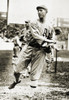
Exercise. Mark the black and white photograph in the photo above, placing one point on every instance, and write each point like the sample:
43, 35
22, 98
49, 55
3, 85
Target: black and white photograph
34, 50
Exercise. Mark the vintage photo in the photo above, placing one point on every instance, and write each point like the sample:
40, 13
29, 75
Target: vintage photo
34, 50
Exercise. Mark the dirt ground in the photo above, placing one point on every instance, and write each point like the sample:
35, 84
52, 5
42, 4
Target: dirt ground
51, 86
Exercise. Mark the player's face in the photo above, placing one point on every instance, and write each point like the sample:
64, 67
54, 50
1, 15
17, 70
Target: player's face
41, 13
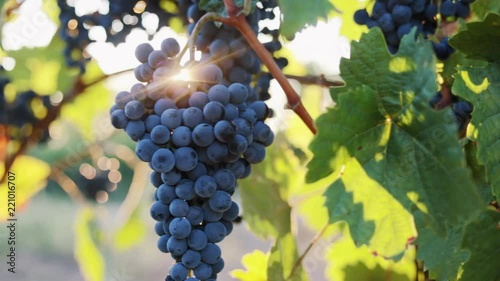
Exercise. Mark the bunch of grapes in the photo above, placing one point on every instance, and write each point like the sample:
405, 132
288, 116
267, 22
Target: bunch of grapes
461, 109
226, 47
20, 116
396, 18
199, 136
118, 20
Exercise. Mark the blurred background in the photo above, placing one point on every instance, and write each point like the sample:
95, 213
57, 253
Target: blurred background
83, 196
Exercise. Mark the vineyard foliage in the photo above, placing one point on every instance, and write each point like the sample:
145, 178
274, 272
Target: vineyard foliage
391, 186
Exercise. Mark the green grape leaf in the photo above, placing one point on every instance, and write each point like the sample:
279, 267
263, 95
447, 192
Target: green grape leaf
481, 40
132, 232
89, 106
296, 16
383, 121
349, 28
359, 263
442, 256
481, 86
87, 254
478, 171
26, 184
482, 239
42, 70
374, 217
264, 195
255, 264
480, 8
282, 259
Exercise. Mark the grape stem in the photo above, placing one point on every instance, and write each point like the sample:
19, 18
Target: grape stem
298, 263
38, 128
240, 23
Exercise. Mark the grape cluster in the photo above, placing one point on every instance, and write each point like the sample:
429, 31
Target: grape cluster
226, 47
396, 18
19, 116
461, 109
199, 137
118, 21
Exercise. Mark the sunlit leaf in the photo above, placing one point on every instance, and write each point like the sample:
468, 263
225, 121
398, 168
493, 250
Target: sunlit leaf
480, 86
296, 17
131, 233
87, 254
282, 260
481, 40
384, 122
482, 239
28, 175
255, 264
348, 262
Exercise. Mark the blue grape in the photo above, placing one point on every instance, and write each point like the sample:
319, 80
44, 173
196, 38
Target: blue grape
179, 272
151, 122
191, 259
155, 179
219, 93
361, 17
220, 201
203, 135
166, 193
238, 93
197, 172
192, 116
210, 215
231, 112
179, 228
379, 9
163, 160
224, 131
186, 158
401, 14
261, 110
185, 190
217, 152
135, 129
261, 132
160, 134
386, 22
156, 58
172, 177
145, 149
197, 240
159, 211
123, 98
205, 186
198, 99
170, 47
211, 253
237, 145
142, 52
216, 232
181, 136
159, 230
232, 213
203, 271
225, 179
218, 266
213, 111
171, 118
162, 243
163, 104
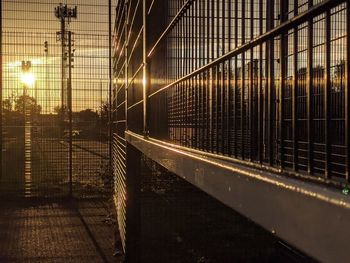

------------------------------------

GOAL: Reproduce the material above word for word, leaving out the pictures.

WRITTEN SOLUTION:
Exercise. Mark the black and white photograph in the photo above, placing one point on every instance, and write each point like the sample:
43, 35
22, 98
49, 55
3, 85
Target: black and white photograph
34, 50
Exercise. Mark the vintage photo in the photo above, placing one point on every instance, and write each point like the sample:
40, 13
29, 75
Target: vintage photo
34, 50
Exercise. Mark the dirt ground in the photo above, placing one point on every instance, and write each point like the sample:
35, 84
52, 5
42, 4
Target: dirt ground
51, 86
Exercise. Mark the player's face in the photo above, placing one point on every instance, and write each point like the sample:
64, 67
54, 50
1, 15
17, 70
Target: player's face
41, 13
Exercise. Mark the bunch of grapes in the photo above, placing one point on every instance, and write each point like the sample:
405, 132
288, 116
267, 22
Target: bunch of grapes
461, 109
226, 47
20, 116
396, 18
199, 136
118, 20
Exercise. Mark the blurred background in the photo above, placing one point on every instance, and write each point like the sample:
95, 213
57, 253
Target: blurred background
83, 196
Exercise. Mark the vineyard foliage in the photo above, placing one point on every instance, and write each point like the sample:
145, 178
274, 272
Target: vineyard foliage
391, 186
Exercise. Mark the green grape leaf in the photo above, placing one point on every instance, and write each point like the sample:
279, 267
263, 95
447, 192
Target: green grape leaf
481, 40
132, 232
89, 106
296, 16
383, 121
349, 28
359, 263
442, 256
481, 86
87, 254
478, 171
26, 184
482, 239
42, 70
374, 217
264, 195
255, 264
480, 8
282, 259
Exercise. Mark the grape stem in the photo above, placing one point on every instance, and write each point like the sample:
19, 18
Target: grape stem
298, 263
38, 128
240, 23
Exercise. Mark the grape cluster in the photo above, placing one point on every instance, and write each point like the sample:
429, 31
Target: grape cluster
226, 47
396, 18
19, 116
461, 109
199, 137
118, 21
Exercise. Mark the sunlit leaf in the photo above, placing one point on every instance, and write each point like the sample:
468, 263
225, 121
398, 168
493, 250
Target: sunlit leaf
480, 86
296, 17
131, 233
87, 254
282, 260
481, 40
384, 122
482, 239
28, 175
255, 264
348, 262
Exercise. Mark the blue grape in the photo above, placing one point on every instance, and write each point like the sample:
319, 80
44, 173
196, 38
Target: blue grape
179, 272
151, 122
191, 259
155, 179
219, 93
361, 17
220, 201
203, 135
166, 193
238, 93
197, 172
192, 116
210, 215
231, 112
179, 228
379, 9
163, 160
224, 131
186, 158
401, 14
261, 110
185, 190
217, 152
135, 129
261, 132
160, 134
386, 22
156, 58
172, 177
145, 149
197, 240
159, 211
123, 98
205, 186
198, 99
170, 47
211, 253
237, 145
142, 52
216, 232
181, 136
159, 230
232, 213
203, 271
225, 179
218, 266
213, 111
171, 118
162, 243
163, 104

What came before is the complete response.